WHAT THE TASK REQUIRES:
Lay out the entries starting at the line containing "Locate man's ear." and ending at the line containing "[277,0,1316,121]" as a two-column CSV with columns input and output. Give one row per entry, with the entry's text in input and its answer in output, each in a single quoted field with line breaks turned into spaces.

EXERCISE INPUT:
--

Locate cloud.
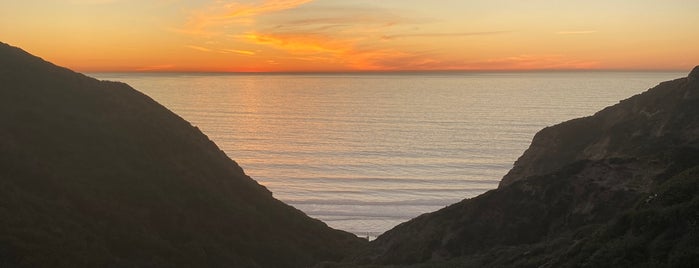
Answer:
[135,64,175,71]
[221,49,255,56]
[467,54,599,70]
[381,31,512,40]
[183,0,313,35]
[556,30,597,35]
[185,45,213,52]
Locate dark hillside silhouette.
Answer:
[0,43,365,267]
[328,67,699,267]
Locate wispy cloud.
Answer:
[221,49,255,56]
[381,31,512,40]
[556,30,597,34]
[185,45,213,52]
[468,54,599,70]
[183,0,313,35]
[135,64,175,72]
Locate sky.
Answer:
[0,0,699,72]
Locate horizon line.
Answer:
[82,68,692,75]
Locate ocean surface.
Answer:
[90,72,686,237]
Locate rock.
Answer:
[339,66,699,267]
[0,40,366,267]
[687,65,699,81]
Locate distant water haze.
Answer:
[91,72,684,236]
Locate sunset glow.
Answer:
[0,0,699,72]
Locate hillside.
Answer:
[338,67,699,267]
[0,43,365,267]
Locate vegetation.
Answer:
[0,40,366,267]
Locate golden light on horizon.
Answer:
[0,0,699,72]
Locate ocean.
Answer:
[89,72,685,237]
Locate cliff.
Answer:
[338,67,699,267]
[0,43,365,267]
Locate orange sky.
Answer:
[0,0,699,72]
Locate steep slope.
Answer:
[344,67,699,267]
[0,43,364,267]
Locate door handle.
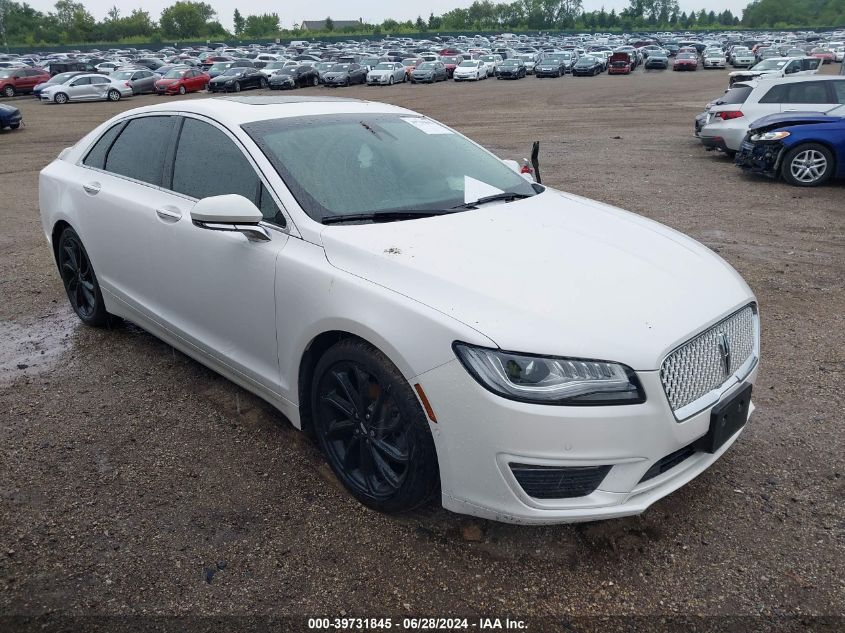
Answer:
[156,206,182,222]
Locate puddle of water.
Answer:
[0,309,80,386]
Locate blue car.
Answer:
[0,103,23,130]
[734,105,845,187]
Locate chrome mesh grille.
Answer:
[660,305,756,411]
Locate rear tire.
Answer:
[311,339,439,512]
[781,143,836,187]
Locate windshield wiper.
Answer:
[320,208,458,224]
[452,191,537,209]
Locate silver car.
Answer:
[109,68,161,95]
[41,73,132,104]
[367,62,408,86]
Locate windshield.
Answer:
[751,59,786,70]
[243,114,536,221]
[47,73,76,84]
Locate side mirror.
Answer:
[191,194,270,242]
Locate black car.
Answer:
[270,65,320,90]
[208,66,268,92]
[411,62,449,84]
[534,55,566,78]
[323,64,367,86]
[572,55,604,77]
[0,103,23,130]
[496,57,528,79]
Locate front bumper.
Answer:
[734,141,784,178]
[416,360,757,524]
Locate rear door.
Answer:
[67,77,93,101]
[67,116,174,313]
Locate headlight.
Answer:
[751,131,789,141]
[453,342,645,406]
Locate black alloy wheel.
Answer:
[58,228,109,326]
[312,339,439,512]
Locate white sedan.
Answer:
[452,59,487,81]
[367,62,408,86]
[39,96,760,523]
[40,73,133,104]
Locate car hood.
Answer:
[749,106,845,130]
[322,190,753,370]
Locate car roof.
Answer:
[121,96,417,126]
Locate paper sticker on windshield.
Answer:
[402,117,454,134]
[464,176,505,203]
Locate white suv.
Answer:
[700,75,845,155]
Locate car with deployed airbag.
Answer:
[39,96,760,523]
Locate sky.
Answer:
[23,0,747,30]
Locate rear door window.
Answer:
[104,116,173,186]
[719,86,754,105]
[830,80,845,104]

--

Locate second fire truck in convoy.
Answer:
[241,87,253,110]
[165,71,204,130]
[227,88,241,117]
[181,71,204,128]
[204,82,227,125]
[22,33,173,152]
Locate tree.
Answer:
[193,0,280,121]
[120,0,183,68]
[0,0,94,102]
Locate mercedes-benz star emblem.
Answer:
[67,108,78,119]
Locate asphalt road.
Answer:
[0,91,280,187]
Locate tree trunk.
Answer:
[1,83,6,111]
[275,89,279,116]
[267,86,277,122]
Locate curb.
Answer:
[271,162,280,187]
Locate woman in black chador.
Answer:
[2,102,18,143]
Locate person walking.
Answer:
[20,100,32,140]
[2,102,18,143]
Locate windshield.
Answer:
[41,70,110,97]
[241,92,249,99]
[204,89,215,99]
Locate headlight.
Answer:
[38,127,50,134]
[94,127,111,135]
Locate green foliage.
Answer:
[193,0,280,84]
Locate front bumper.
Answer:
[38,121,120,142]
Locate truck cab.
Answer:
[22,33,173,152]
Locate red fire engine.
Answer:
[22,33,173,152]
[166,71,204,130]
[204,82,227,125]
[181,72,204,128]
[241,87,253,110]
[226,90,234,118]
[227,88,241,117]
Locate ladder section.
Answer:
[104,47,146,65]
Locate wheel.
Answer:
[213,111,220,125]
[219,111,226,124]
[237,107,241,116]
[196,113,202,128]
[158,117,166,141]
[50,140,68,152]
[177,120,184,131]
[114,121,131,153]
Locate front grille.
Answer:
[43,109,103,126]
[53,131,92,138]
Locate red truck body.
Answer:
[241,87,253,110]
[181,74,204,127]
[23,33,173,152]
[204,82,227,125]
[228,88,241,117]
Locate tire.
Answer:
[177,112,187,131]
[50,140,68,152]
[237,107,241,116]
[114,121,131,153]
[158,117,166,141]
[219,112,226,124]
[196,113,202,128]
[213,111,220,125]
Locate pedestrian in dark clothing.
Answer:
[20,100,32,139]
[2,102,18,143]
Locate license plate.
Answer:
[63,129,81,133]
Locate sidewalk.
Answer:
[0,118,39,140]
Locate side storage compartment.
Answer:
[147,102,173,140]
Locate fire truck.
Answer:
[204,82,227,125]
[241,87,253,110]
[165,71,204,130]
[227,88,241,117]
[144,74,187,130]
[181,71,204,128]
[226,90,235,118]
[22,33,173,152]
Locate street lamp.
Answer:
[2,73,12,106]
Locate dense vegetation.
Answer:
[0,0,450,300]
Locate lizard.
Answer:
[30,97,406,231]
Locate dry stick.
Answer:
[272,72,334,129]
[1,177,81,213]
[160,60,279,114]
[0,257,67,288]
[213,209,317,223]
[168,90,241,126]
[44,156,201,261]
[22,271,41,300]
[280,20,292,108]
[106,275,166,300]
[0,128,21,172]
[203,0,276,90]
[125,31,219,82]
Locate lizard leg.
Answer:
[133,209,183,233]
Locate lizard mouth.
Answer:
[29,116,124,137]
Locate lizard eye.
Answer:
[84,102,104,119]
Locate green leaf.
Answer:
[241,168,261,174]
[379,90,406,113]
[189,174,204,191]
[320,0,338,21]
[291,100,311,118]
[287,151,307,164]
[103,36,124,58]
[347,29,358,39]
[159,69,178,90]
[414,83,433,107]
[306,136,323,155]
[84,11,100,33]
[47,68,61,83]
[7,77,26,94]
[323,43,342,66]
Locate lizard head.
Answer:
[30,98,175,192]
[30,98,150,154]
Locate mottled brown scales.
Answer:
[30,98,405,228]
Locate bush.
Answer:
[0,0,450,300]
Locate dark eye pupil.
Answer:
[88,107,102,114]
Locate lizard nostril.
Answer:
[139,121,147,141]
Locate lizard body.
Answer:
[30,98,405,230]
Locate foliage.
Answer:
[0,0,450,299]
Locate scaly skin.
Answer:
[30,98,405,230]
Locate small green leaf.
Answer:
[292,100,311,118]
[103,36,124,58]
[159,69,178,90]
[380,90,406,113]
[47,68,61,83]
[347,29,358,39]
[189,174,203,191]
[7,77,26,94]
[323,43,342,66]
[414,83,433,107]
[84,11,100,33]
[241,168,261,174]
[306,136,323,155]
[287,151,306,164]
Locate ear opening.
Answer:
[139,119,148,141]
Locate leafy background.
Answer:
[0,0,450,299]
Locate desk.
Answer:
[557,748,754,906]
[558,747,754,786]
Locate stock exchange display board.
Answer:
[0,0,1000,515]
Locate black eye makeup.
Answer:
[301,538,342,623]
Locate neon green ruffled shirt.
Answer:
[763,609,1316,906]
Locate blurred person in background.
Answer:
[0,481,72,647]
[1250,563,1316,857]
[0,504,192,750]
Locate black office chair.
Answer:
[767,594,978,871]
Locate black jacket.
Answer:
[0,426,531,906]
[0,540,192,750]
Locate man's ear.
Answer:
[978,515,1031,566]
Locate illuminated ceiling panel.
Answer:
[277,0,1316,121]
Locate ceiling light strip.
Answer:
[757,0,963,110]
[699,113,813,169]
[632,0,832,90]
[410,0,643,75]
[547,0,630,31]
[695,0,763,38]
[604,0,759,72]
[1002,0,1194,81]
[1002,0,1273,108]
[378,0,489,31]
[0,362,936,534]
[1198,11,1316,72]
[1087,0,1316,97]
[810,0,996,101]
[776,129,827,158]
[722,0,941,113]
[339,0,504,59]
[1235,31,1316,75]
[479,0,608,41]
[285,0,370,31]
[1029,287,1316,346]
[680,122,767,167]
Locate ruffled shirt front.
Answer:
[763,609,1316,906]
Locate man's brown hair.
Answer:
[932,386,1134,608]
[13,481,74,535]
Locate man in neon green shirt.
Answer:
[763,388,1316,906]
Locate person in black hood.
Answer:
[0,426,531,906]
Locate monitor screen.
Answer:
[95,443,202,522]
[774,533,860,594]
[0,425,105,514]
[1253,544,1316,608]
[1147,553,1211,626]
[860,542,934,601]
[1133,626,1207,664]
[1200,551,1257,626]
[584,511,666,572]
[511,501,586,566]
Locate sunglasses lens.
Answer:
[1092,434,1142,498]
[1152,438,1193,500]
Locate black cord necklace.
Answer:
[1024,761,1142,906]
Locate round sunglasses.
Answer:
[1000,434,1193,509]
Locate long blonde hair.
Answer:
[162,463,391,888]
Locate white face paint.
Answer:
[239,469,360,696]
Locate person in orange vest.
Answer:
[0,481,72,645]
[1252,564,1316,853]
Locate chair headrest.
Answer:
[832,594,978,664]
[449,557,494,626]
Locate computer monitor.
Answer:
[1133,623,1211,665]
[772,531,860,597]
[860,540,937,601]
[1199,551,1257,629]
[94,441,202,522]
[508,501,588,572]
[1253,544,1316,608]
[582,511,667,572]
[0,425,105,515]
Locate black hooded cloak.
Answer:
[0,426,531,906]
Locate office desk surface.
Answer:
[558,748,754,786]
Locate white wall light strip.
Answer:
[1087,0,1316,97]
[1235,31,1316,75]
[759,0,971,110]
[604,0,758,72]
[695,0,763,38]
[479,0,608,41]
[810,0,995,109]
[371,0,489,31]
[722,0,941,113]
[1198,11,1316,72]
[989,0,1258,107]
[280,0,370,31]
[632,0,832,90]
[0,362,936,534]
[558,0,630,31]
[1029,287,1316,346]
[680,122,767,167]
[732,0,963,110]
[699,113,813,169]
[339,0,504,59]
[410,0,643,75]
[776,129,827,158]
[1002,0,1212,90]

--

CORRECT OUTPUT:
input,output
"Locate man's ear. Answer:","[978,515,1031,566]"
"Locate illuminated ceiling panel. Answer:","[277,0,1316,121]"